SHORT PROBLEM:
Rewrite the material below starting with the line with "Task: tag the blue" and going on through the line with "x=306, y=256", both ends included, keeping every line. Multiply each answer coordinate by 1.25 and round it to a whole number, with halves rounded up, but leave the format sample coordinates unchanged.

INPUT MATERIAL:
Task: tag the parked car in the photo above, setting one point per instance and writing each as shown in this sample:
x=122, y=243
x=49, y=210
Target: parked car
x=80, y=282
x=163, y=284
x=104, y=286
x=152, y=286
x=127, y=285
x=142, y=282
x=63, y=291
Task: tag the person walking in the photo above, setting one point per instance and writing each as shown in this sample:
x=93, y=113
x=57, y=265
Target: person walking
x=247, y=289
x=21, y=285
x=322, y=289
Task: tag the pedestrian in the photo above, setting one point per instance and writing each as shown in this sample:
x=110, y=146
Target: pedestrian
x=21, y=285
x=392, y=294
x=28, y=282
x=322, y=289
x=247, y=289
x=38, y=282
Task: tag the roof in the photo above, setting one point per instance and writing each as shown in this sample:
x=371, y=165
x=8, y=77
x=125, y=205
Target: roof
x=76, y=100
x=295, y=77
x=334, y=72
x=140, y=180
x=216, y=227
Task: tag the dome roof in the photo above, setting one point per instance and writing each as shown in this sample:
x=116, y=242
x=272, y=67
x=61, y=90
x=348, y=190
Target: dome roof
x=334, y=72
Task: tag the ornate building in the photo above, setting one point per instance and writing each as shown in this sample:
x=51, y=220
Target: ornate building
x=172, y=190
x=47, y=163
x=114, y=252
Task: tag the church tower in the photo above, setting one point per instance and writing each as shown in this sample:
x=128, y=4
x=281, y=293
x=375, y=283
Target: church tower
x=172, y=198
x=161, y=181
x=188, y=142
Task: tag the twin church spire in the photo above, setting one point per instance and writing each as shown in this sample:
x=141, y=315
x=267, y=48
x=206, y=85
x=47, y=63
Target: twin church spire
* * *
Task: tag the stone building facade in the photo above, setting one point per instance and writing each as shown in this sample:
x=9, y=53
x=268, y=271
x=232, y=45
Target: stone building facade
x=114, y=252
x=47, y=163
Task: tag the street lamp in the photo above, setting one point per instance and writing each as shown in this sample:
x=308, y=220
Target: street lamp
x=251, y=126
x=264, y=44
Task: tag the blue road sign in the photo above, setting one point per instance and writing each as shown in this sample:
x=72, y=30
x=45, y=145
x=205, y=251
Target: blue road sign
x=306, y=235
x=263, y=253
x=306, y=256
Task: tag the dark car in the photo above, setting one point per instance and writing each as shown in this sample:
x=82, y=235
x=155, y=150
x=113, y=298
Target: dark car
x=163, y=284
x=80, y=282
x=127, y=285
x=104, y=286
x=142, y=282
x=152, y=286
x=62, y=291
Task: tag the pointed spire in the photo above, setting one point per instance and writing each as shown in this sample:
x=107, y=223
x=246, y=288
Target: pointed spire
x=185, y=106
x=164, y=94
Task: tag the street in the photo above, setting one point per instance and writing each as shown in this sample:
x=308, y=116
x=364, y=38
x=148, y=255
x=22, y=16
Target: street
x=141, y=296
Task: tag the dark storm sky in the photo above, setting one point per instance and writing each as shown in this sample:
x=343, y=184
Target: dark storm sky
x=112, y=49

REPLY:
Task: tag the blue road sign in the photo above, setting one point per instance and writing each as shown in this sample:
x=72, y=30
x=45, y=145
x=205, y=251
Target: blue road sign
x=383, y=294
x=329, y=316
x=383, y=320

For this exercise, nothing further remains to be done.